(SET PROBLEM): Copy out the complete listing, word for word.
============================================================
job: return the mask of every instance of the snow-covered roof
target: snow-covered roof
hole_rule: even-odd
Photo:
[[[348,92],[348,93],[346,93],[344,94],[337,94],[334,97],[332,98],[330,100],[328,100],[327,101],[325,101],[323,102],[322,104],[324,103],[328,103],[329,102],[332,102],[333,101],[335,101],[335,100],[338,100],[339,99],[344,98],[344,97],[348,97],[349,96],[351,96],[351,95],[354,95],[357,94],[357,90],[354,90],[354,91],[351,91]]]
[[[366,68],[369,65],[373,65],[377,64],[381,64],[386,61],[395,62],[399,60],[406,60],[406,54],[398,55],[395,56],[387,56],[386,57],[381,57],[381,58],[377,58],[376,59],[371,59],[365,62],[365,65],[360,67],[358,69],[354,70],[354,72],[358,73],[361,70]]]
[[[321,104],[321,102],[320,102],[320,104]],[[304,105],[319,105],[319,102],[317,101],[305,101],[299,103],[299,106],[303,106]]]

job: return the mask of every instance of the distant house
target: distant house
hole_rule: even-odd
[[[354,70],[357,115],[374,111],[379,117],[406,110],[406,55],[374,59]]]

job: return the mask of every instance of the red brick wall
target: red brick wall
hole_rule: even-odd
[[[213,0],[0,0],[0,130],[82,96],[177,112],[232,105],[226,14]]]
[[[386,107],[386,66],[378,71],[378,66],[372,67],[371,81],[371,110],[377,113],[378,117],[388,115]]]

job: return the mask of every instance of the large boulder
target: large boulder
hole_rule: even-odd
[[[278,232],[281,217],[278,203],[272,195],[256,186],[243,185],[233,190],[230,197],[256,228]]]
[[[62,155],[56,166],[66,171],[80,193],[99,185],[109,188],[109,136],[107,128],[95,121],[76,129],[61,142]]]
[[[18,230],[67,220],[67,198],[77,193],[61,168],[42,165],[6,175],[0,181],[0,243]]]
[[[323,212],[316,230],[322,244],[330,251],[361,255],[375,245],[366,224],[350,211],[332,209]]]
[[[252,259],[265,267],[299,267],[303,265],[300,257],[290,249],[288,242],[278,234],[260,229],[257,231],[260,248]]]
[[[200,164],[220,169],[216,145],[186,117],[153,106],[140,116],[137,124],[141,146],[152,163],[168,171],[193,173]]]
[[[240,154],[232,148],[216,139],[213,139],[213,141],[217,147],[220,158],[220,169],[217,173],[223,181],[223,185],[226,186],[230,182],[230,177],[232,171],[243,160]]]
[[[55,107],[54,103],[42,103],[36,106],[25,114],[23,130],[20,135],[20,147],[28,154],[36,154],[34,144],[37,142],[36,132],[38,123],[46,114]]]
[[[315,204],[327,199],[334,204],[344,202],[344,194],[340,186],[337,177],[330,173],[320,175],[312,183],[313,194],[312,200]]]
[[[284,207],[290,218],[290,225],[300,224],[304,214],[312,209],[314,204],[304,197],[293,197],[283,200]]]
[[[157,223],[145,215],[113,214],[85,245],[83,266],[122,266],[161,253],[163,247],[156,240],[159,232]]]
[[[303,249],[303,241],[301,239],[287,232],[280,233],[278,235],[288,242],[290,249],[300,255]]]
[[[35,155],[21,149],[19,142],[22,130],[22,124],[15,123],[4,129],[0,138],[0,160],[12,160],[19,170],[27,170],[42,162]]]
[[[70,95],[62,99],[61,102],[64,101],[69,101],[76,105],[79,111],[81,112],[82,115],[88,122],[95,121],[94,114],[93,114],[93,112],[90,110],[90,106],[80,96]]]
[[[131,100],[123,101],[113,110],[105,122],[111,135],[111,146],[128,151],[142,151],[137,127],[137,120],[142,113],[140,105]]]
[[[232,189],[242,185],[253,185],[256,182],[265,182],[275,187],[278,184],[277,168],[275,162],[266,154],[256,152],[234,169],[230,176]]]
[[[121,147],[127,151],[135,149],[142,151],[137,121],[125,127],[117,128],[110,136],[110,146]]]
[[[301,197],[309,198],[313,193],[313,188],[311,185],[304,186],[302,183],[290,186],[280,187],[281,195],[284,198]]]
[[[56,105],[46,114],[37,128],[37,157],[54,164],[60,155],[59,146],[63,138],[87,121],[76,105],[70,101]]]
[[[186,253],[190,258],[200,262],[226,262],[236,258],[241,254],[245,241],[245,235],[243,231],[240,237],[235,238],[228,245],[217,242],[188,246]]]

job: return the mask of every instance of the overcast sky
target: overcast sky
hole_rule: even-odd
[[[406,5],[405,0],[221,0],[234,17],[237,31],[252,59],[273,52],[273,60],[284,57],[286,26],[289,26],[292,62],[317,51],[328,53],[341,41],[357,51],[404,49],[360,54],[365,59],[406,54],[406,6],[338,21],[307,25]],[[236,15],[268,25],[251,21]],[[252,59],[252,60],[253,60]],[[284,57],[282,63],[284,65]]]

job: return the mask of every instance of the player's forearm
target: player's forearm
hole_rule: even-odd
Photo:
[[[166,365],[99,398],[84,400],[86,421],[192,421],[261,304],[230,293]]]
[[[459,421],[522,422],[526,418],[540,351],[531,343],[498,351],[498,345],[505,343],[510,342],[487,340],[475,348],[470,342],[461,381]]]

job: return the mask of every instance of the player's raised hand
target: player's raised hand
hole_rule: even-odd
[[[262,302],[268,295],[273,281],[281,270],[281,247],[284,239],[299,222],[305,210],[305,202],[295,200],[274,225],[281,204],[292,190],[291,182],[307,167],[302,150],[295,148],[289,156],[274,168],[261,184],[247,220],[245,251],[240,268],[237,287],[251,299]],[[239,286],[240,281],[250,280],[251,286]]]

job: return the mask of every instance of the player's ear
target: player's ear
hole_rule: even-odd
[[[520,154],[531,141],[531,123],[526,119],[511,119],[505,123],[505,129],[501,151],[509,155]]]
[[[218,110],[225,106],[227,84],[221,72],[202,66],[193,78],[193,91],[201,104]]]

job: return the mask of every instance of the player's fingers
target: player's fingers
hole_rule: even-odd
============================================================
(TASK ANSWER):
job: return the mask of every instance of the snow-covered roof
target: snow-covered roof
hole_rule: even-odd
Photo:
[[[348,92],[348,93],[346,93],[344,94],[337,94],[334,97],[332,98],[330,100],[328,100],[327,101],[325,101],[323,102],[322,104],[324,103],[328,103],[329,102],[332,102],[333,101],[335,101],[335,100],[338,100],[339,99],[344,98],[344,97],[348,97],[349,96],[351,96],[351,95],[354,95],[357,94],[357,90],[354,90],[354,91],[351,91]]]
[[[366,68],[369,65],[373,65],[377,64],[381,64],[386,61],[395,62],[399,60],[406,60],[406,54],[398,55],[395,56],[387,56],[386,57],[381,57],[381,58],[377,58],[376,59],[371,59],[365,62],[365,65],[360,67],[358,69],[354,70],[354,72],[358,73],[361,70]]]
[[[321,104],[321,102],[320,102],[320,104]],[[304,105],[319,105],[319,102],[317,101],[305,101],[299,103],[299,106],[303,106]]]

job: return the mask of every instance of the distant house
target: distant house
hole_rule: even-odd
[[[354,70],[357,115],[374,111],[379,117],[406,110],[406,55],[374,59]]]

job: return the mask of every instance of the red brick wall
target: red brick wall
hole_rule: even-odd
[[[213,0],[0,0],[0,130],[82,96],[177,112],[232,105],[226,14]]]
[[[386,107],[386,66],[378,71],[378,66],[372,67],[371,81],[371,110],[377,113],[378,117],[388,115]]]

job: return the mask of every instance of the large boulder
target: large boulder
hole_rule: even-odd
[[[278,232],[281,217],[278,203],[272,195],[256,186],[243,185],[233,190],[230,197],[256,228]]]
[[[62,155],[56,166],[66,171],[80,193],[99,185],[109,188],[109,136],[107,128],[95,121],[76,129],[61,142]]]
[[[18,230],[67,220],[67,198],[77,193],[61,168],[42,165],[6,175],[0,181],[0,243]]]
[[[323,212],[316,230],[322,244],[330,251],[361,255],[375,245],[366,224],[350,211],[332,209]]]
[[[252,259],[265,267],[299,267],[303,265],[300,257],[290,249],[288,242],[278,234],[260,229],[257,231],[260,248]]]
[[[200,164],[220,169],[216,145],[186,117],[153,106],[140,116],[137,124],[141,146],[152,163],[168,171],[193,173]]]
[[[240,154],[232,148],[216,139],[213,139],[213,141],[217,147],[220,158],[220,169],[217,173],[223,181],[223,185],[226,186],[230,182],[230,177],[232,171],[243,160]]]
[[[55,107],[54,103],[42,103],[36,106],[25,114],[23,130],[20,135],[20,147],[28,154],[36,154],[34,144],[37,142],[36,132],[38,123],[46,114]]]
[[[315,204],[327,199],[334,204],[344,202],[344,194],[340,186],[337,177],[330,173],[320,175],[312,183],[313,194],[312,200]]]
[[[284,207],[290,218],[290,225],[300,224],[304,214],[312,209],[314,204],[304,197],[293,197],[283,200]]]
[[[157,223],[145,215],[113,214],[85,245],[83,266],[122,266],[161,253],[163,247],[156,240],[159,232]]]
[[[303,249],[303,241],[301,239],[287,232],[280,233],[278,235],[288,242],[290,249],[300,255]]]
[[[35,155],[21,149],[19,142],[22,130],[22,124],[15,123],[4,129],[0,138],[0,160],[12,160],[19,170],[27,170],[42,162]]]
[[[70,95],[62,99],[61,102],[64,101],[69,101],[76,105],[79,111],[81,112],[82,115],[88,122],[95,121],[94,114],[93,114],[93,112],[90,110],[90,106],[80,96]]]
[[[131,100],[123,101],[113,110],[105,122],[111,135],[111,146],[128,151],[142,151],[137,127],[137,120],[142,113],[140,105]]]
[[[232,189],[242,185],[253,185],[256,182],[265,182],[275,187],[278,184],[277,168],[275,162],[266,154],[256,152],[234,169],[230,176]]]
[[[121,147],[127,151],[135,149],[142,151],[137,121],[125,127],[117,128],[110,136],[110,146]]]
[[[301,197],[309,198],[313,193],[313,188],[311,185],[304,186],[302,183],[290,186],[280,187],[281,195],[284,198]]]
[[[56,105],[46,114],[37,128],[37,157],[54,164],[60,155],[59,146],[63,138],[87,121],[76,105],[70,101]]]
[[[186,253],[190,258],[200,262],[226,262],[236,258],[241,254],[245,241],[245,235],[243,231],[240,237],[235,238],[228,245],[217,242],[188,246]]]

job: return the mask of every instance of the overcast sky
target: overcast sky
hole_rule: even-odd
[[[406,5],[405,0],[221,0],[234,17],[237,31],[252,59],[273,52],[273,60],[284,57],[286,26],[289,26],[292,62],[317,51],[328,53],[341,41],[357,51],[404,49],[360,54],[365,59],[406,54],[406,6],[338,21],[307,25]],[[236,15],[268,25],[251,21]],[[252,59],[252,60],[253,60]],[[284,57],[282,63],[284,65]]]

job: return the mask of every instance of the player's forearm
target: player's forearm
hole_rule: even-odd
Photo:
[[[166,365],[99,398],[84,400],[86,421],[192,421],[261,304],[230,293]]]
[[[459,421],[522,422],[526,418],[540,351],[531,343],[498,351],[498,345],[505,343],[510,342],[487,340],[475,348],[470,342],[461,381]]]

job: return the mask of every instance of the player's raised hand
target: player's raised hand
hole_rule: even-odd
[[[262,302],[268,295],[273,281],[281,270],[281,247],[284,239],[299,222],[305,210],[305,202],[295,200],[274,225],[281,204],[292,190],[291,182],[307,167],[302,150],[295,148],[289,156],[274,168],[261,184],[247,220],[245,251],[240,268],[237,287],[251,299]],[[239,286],[240,281],[250,280],[251,286]]]

job: return the mask of every instance of the player's ear
target: player's ear
hole_rule: even-odd
[[[520,154],[531,141],[531,123],[526,119],[511,119],[505,123],[505,129],[501,151],[509,155]]]
[[[218,110],[225,106],[227,84],[221,72],[202,66],[193,78],[193,91],[201,104]]]

job: return the mask of every instance of the player's fingers
target: player's fingers
hole_rule: even-odd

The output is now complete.